__AIM__:
Copy out in full every line of the records below that contains the string "button".

__EXERCISE MATERIALS__:
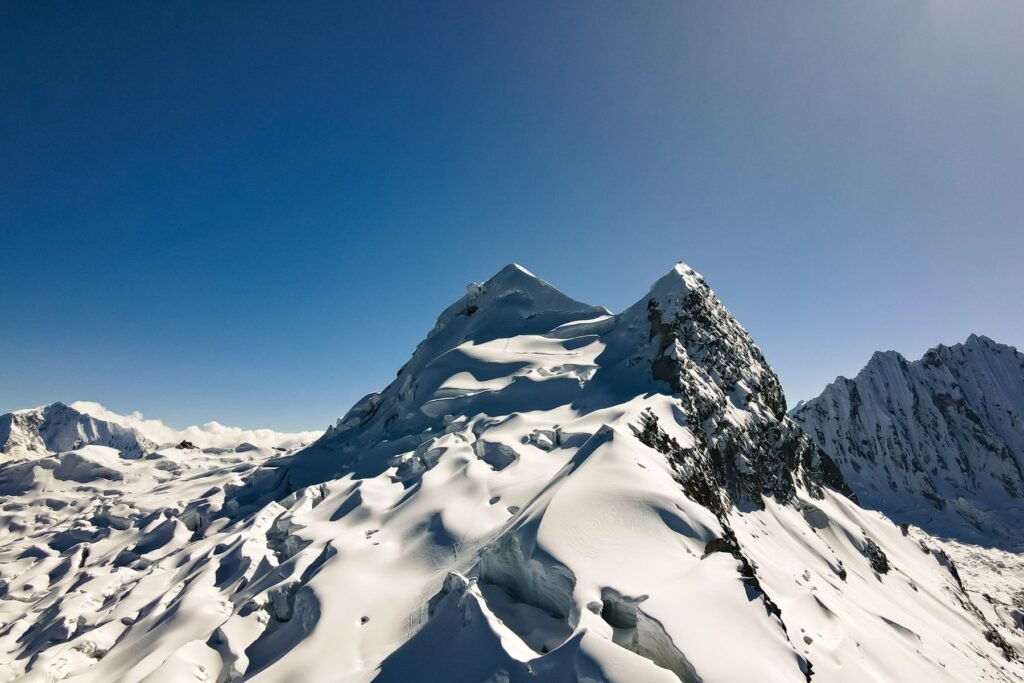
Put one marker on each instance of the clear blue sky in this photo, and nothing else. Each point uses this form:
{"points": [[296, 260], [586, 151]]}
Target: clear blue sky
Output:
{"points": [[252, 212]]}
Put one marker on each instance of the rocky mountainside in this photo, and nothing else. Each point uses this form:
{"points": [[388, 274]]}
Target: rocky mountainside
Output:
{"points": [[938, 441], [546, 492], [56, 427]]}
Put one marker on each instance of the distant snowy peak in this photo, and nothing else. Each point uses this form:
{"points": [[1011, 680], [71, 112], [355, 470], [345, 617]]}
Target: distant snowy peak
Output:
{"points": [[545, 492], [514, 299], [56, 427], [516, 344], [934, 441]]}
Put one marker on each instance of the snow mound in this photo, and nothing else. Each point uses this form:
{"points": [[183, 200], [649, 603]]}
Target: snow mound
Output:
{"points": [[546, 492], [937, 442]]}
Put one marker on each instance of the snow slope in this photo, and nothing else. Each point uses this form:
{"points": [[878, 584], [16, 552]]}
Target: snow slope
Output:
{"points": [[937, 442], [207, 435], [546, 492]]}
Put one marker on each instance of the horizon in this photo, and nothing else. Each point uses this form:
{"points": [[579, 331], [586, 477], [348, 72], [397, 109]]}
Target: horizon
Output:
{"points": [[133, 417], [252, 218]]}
--
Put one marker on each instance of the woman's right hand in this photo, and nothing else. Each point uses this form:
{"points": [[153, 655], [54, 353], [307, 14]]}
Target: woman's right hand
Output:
--
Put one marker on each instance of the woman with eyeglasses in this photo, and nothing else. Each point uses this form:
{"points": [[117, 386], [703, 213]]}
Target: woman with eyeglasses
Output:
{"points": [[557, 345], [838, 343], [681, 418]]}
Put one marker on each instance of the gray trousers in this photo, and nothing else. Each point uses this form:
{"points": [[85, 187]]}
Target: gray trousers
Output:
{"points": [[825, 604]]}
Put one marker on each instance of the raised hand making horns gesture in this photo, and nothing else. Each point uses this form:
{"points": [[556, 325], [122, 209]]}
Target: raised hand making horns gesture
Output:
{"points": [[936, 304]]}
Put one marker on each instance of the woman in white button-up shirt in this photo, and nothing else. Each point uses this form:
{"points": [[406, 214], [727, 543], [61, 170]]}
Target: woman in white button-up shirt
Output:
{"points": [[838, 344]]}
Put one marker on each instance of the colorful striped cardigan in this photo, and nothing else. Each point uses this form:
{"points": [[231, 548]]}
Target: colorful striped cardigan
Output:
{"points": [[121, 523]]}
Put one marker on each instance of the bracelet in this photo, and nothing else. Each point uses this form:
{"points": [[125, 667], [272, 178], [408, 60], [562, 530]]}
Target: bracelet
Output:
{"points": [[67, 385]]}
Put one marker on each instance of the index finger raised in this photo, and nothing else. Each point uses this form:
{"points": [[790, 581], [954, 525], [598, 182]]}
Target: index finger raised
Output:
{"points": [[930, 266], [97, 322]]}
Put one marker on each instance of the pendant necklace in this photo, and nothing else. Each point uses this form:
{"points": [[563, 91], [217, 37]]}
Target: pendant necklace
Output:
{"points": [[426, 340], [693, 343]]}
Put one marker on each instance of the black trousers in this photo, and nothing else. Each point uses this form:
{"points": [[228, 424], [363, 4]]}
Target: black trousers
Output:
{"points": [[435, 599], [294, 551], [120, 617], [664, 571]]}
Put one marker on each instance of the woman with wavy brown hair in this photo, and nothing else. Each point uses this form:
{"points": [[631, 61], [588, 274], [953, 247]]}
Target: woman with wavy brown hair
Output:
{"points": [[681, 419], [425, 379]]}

__RESULT OF THIS EXERCISE__:
Put one marker on each instance of the woman in white button-up shirt in this photo, and nothing else. Each point uses this form:
Target: woman in white button-up shirt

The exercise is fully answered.